In the manhwa review below, output the passage from "It was so frustrating" to "shitty life situation." word for word.

*** Opening TEXT PROVIDED ***

I healed too with haejoon, who came to terms with the fact that he will always be overcome with sadness and grief from time to time, and when that happens he can only let himself feel and wait for it to pass, and try to look forward to the next day.
Honestly this manwha was the best ever. I couldnt read this manhwa as a form of escapism because it was too real. It pulled strings in my heart i didnt know i had, made me question a lot of things about myself, about others, about my relationship with others. It made me have painful discussion with a few people. Following this manhwa, most of the time, was really unpleasant lol. I hated then loved eunyoung, I liked and then disliked haejoon (yeah sorry haejoon, i think you can be really cruel and stupid and i wanted to strangle you a few times in the last arcs (i would NOT be friend with that guy lol) -thats why this character is so amazing). But i felt so much while reading it i wouldnt trade it for anything. It was funny, it was dumb, it was deep, it was enraging and healing, but most of all it was sincere. The most sincere depiction of what being a person in a deeply flawed society is, and how there's happiness even while surviving.
It was so frustrating to see the manhwa go in a direction i didnt want it to go ! I wanted it to become my cozy refuge, where every problems are magically solved, where haejoon and eunyung ends up understanding and loving each other in a cliché way, where theres a new home with my *fave charas* and its a series of feel-good interactions. Instead the problems kept pilling up, most of them didnt have a satisfactory conclusion, eunyung and haejoon kept hurting each other and distancing themselves. Haejoon just cut contact with his father without knowing what were his nefarious motives or without this guy facing any consequences, we dont know if eunyung's parents will keep bothering eunyung unchecked, we dont know if they're going to be happy and rich, or if, realistically, as orphans without generational wealth and deep traumas, they're going to end up in a shitty life situation.

*** Closing TEXT PROVIDED ***
*** Opening GIVEN ENTRIES ***

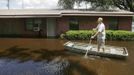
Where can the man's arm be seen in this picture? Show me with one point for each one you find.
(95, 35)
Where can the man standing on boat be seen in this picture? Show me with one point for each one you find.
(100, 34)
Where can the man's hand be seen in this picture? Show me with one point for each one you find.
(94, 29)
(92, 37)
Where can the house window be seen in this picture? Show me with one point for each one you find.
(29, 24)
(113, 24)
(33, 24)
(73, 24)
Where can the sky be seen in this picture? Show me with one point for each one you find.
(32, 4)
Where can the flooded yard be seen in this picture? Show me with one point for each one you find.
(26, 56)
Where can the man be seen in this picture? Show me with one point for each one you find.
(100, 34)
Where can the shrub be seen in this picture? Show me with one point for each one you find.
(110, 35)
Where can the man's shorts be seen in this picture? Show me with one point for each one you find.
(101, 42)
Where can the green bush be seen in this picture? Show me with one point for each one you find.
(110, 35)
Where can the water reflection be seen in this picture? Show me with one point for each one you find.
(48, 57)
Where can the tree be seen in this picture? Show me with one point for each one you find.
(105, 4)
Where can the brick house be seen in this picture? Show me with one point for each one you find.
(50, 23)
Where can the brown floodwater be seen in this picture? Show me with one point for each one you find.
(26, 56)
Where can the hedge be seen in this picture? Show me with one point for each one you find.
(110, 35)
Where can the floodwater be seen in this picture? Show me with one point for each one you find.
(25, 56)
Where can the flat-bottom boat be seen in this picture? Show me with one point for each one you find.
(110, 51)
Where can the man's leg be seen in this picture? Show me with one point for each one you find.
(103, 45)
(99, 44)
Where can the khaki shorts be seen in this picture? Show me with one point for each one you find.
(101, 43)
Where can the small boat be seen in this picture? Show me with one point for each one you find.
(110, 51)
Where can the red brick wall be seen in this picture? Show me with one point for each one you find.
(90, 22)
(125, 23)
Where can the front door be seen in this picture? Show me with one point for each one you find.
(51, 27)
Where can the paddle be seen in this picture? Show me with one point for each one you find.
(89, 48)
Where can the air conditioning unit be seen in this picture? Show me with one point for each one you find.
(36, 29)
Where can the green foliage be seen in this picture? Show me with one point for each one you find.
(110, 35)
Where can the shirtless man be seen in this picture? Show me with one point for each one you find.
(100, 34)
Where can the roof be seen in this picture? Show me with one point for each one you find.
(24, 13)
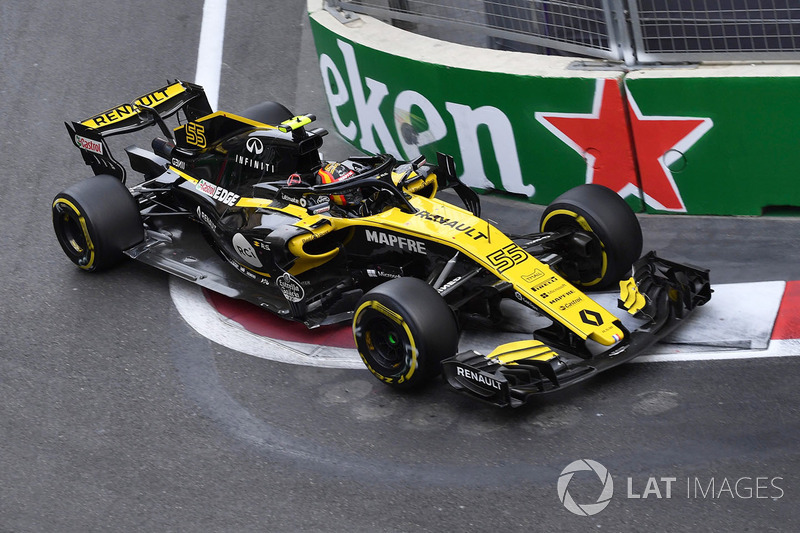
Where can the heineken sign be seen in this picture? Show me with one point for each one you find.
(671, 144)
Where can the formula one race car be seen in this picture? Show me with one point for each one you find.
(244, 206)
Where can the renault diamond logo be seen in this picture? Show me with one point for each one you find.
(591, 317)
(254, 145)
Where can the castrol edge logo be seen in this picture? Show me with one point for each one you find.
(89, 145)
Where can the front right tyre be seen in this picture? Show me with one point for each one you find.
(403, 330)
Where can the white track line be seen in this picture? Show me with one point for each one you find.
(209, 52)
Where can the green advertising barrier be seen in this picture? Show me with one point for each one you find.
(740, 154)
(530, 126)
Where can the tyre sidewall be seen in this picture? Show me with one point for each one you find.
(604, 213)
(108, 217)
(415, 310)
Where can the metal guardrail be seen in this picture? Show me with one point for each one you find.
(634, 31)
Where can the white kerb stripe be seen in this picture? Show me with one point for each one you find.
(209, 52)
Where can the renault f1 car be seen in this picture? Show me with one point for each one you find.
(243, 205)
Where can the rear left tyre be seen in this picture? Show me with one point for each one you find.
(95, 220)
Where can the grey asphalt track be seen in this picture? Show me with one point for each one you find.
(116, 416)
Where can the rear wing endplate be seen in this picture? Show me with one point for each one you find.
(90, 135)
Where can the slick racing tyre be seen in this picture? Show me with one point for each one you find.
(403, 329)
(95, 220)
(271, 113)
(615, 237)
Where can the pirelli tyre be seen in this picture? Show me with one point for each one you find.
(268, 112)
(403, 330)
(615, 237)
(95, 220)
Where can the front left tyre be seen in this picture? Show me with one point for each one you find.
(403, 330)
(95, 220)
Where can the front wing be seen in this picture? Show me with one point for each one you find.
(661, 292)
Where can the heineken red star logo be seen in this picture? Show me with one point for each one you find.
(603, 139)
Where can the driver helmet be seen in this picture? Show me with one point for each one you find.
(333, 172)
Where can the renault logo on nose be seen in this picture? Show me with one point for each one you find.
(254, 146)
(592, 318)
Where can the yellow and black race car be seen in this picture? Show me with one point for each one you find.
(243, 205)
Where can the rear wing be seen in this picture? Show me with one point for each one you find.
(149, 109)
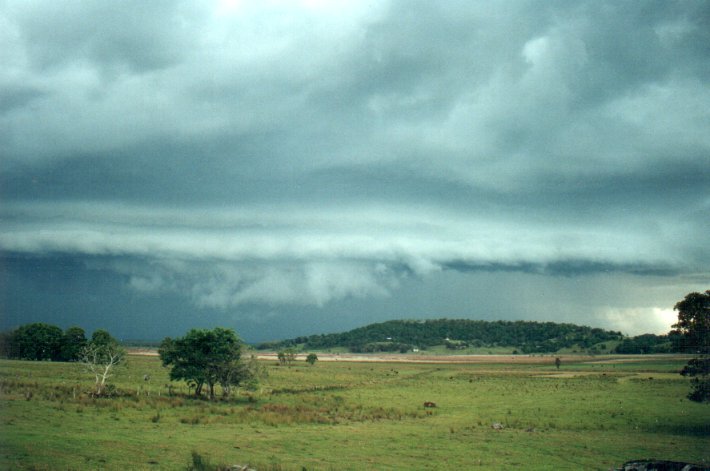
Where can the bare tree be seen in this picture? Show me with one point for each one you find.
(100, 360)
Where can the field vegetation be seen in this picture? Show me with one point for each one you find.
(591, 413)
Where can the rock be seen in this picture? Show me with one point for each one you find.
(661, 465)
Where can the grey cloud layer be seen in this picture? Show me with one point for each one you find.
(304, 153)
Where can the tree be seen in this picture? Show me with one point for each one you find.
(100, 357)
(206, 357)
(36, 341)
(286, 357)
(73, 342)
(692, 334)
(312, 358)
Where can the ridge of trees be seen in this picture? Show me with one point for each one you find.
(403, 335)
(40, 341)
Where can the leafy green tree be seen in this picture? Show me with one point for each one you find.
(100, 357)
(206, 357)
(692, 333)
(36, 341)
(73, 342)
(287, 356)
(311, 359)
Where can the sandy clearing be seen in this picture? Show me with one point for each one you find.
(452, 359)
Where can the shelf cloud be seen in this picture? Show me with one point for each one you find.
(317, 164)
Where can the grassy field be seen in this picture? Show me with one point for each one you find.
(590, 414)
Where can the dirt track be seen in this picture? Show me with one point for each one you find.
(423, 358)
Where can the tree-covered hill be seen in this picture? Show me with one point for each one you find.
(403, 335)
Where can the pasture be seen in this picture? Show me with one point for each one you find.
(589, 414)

*** Closing GIVEN ENTRIES ***

• **RESPONSE TO THIS TASK**
It was so frustrating to see the manhwa go in a direction i didnt want it to go ! I wanted it to become my cozy refuge, where every problems are magically solved, where haejoon and eunyung ends up understanding and loving each other in a cliché way, where theres a new home with my *fave charas* and its a series of feel-good interactions. Instead the problems kept pilling up, most of them didnt have a satisfactory conclusion, eunyung and haejoon kept hurting each other and distancing themselves. Haejoon just cut contact with his father without knowing what were his nefarious motives or without this guy facing any consequences, we dont know if eunyung's parents will keep bothering eunyung unchecked, we dont know if they're going to be happy and rich, or if, realistically, as orphans without generational wealth and deep traumas, they're going to end up in a shitty life situation.